- [EXERCISE INPUT]:
::::

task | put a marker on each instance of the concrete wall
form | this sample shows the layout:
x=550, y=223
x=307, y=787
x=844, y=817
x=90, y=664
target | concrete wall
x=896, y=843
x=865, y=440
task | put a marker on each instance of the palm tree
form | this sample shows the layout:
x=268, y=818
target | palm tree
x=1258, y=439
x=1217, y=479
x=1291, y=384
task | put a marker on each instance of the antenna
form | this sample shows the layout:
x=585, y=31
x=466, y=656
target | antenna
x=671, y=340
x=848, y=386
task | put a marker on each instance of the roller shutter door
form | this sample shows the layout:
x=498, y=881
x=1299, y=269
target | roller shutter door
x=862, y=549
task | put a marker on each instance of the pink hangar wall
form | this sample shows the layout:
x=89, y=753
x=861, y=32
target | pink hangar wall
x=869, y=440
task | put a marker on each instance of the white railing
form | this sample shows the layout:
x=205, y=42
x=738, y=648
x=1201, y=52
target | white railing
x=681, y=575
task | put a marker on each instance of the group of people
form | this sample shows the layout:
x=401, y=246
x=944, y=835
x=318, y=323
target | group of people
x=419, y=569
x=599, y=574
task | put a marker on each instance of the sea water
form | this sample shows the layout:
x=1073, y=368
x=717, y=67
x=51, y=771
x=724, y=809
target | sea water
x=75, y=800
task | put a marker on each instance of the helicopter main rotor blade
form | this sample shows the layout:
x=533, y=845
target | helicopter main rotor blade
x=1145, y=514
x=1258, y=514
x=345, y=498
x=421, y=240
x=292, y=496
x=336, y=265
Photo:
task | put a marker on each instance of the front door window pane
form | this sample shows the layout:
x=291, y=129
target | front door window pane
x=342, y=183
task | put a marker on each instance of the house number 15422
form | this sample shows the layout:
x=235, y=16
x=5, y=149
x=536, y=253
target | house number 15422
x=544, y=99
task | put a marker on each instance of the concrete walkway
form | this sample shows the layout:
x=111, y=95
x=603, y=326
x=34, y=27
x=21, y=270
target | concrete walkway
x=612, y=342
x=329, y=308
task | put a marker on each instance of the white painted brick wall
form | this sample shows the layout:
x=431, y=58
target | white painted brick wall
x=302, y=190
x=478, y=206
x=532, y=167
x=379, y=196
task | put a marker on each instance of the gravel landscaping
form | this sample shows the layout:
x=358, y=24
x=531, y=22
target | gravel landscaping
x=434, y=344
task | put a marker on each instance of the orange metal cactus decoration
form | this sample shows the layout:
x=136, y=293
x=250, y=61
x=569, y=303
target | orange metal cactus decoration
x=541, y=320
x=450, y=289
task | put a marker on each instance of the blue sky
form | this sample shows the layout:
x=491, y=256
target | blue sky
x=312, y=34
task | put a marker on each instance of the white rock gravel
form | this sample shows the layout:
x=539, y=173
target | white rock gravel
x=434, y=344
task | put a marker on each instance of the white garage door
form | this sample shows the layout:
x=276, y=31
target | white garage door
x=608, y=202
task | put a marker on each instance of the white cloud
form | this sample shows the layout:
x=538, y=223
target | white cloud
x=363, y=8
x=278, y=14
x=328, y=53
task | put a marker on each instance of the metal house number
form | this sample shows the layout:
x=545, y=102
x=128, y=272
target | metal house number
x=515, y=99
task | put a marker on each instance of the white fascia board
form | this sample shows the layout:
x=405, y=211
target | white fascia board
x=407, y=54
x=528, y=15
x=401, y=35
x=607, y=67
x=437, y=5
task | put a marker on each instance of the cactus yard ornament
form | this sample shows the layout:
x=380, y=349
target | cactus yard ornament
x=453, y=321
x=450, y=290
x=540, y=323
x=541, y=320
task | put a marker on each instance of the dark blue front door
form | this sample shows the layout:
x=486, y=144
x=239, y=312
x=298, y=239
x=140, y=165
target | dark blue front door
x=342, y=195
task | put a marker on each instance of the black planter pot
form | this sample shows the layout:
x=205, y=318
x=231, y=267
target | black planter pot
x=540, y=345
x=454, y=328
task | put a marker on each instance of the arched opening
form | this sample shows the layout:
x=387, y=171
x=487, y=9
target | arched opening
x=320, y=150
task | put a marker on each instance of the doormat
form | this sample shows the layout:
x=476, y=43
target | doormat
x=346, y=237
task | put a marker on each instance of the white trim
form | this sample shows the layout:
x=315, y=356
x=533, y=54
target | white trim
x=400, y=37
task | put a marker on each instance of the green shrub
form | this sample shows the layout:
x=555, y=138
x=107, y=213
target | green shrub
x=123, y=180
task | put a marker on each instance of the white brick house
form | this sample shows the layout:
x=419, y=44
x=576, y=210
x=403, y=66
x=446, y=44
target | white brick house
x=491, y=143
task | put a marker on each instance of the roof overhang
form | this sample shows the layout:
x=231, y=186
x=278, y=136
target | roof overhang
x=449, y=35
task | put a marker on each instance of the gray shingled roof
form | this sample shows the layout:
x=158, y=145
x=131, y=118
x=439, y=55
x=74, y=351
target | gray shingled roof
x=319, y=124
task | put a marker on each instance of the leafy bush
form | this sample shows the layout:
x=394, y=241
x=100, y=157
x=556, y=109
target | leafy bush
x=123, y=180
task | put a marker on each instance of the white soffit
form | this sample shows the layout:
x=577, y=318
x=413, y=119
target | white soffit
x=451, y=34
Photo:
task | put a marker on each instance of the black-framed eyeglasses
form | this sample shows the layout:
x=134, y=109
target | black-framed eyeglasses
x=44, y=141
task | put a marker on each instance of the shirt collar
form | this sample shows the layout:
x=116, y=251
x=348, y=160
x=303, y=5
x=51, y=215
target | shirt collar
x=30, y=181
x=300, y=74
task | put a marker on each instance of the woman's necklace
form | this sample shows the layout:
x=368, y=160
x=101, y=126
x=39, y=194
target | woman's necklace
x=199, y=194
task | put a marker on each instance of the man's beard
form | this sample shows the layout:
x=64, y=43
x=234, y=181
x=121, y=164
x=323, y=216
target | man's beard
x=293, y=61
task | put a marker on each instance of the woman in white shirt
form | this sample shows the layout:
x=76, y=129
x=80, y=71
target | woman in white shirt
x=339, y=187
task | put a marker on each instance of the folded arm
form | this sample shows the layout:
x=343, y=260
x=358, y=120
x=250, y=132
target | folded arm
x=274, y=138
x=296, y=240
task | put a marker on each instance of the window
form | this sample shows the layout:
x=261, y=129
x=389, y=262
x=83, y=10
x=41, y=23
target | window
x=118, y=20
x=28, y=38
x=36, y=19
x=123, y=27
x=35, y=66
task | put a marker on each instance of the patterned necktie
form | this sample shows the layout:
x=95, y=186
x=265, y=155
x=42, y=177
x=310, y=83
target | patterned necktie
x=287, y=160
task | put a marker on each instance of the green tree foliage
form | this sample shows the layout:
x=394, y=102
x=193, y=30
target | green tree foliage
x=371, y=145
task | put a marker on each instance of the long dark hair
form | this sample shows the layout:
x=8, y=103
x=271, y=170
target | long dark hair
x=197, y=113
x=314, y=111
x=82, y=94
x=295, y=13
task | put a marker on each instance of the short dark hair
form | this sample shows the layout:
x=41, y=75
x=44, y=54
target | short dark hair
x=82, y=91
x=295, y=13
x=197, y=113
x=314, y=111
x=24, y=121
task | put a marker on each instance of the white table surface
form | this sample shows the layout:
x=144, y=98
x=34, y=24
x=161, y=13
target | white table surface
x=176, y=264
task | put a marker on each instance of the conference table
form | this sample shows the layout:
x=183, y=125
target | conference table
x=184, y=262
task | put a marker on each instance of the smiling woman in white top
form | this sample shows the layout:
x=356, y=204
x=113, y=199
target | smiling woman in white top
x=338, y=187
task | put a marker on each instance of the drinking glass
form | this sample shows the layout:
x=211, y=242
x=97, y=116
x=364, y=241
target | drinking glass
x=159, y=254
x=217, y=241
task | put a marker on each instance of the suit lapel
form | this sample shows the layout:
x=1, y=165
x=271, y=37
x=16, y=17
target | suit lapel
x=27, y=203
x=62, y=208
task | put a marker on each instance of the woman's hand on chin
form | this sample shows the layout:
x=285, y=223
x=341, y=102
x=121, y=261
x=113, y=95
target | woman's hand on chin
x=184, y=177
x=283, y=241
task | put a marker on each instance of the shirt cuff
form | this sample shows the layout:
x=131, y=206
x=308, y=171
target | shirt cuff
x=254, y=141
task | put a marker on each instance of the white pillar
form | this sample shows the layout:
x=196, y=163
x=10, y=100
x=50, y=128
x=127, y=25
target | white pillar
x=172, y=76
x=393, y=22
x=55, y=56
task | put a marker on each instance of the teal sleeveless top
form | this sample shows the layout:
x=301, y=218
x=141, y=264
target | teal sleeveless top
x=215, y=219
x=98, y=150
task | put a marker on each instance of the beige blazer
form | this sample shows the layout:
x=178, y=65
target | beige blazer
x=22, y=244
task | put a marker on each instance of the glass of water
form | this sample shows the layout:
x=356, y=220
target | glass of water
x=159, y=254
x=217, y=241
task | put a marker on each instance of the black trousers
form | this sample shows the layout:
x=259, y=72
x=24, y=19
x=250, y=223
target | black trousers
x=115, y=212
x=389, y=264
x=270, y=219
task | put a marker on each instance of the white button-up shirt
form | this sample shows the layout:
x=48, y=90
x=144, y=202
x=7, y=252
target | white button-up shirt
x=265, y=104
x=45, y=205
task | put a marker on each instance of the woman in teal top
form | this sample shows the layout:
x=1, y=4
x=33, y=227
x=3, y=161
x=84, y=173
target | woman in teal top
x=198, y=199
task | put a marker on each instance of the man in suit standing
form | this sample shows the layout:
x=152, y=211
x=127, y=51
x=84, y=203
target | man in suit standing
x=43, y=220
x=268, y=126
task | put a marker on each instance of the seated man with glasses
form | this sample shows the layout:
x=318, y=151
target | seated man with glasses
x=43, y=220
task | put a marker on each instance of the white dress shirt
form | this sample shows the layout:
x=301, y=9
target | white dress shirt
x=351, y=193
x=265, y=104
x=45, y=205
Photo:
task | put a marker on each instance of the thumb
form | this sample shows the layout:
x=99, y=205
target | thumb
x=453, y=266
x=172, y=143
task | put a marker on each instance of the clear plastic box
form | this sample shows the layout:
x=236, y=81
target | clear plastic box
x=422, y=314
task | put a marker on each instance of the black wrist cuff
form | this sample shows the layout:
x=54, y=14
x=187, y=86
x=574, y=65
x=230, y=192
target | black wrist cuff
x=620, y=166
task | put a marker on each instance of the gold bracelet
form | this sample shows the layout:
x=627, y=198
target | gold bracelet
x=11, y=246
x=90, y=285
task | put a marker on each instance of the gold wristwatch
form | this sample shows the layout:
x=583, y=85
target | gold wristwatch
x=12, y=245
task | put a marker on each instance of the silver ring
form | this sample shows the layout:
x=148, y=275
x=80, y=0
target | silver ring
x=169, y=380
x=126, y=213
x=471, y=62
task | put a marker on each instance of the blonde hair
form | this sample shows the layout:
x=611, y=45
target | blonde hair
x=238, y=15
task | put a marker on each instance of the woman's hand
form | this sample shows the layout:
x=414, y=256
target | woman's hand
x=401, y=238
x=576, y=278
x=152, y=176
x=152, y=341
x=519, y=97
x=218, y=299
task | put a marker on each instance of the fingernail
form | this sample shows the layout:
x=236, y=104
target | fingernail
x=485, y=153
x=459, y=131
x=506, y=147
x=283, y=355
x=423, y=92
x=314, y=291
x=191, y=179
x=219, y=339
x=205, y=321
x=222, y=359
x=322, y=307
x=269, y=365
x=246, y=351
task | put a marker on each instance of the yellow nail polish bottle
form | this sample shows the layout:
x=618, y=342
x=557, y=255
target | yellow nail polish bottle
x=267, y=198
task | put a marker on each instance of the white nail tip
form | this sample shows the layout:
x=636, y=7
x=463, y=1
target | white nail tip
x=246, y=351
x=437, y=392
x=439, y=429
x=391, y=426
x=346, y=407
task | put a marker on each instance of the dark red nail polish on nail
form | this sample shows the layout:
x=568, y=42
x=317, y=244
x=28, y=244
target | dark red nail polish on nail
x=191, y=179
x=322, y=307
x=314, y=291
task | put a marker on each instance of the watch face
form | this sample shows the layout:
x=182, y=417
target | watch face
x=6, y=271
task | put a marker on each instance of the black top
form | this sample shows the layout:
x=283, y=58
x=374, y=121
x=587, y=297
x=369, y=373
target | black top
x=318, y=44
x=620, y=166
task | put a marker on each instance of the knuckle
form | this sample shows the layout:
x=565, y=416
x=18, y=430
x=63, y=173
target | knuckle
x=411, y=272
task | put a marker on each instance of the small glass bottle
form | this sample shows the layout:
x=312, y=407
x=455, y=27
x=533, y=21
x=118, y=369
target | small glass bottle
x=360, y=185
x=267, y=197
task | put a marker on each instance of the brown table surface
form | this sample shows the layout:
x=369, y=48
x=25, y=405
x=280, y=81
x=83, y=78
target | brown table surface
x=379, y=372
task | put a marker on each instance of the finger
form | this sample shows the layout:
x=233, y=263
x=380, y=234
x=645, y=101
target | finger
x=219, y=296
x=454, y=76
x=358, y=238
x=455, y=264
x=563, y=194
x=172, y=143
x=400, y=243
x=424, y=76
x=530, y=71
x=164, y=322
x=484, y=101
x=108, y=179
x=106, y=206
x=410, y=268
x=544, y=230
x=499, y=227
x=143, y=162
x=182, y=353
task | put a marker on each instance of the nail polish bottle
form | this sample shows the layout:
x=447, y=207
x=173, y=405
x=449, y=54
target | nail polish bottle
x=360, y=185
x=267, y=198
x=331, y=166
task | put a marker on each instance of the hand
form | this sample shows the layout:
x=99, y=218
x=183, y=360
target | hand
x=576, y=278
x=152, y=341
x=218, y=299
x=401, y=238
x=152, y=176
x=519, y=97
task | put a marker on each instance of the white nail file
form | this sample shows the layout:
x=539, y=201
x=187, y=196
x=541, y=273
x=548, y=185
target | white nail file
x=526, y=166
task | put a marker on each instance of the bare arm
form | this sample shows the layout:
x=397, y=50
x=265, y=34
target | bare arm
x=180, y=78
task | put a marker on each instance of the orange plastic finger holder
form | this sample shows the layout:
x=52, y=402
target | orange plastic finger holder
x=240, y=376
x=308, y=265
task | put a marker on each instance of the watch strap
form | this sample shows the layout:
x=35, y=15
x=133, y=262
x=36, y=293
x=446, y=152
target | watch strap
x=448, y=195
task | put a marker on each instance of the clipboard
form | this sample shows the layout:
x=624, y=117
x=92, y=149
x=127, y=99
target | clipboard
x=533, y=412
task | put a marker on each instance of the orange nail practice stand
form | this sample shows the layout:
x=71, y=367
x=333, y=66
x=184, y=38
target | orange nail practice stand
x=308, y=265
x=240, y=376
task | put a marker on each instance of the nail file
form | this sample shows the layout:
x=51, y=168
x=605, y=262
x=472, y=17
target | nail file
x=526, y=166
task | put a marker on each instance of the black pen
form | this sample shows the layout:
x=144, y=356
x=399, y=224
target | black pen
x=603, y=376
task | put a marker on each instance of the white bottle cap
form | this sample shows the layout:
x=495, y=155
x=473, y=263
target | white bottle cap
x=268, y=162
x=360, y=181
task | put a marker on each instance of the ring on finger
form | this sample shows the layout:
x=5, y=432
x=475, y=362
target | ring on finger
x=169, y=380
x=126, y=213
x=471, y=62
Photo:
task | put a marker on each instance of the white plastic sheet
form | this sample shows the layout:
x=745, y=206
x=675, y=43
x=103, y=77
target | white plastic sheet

::::

- [EXERCISE DETAILS]: Output the lines above between the one holding "target | orange plastic finger holder" and the one holding "x=127, y=99", inclusive, with nothing before or after them.

- [EXPECTED ANSWER]:
target | orange plastic finger holder
x=240, y=376
x=308, y=265
task | put a marker on each instance of the watch strap
form | this sample shows the layout:
x=35, y=15
x=133, y=262
x=36, y=293
x=446, y=152
target | watch strap
x=448, y=195
task | put a marker on each instance of the clipboard
form | this sample shows the layout:
x=624, y=117
x=92, y=149
x=127, y=99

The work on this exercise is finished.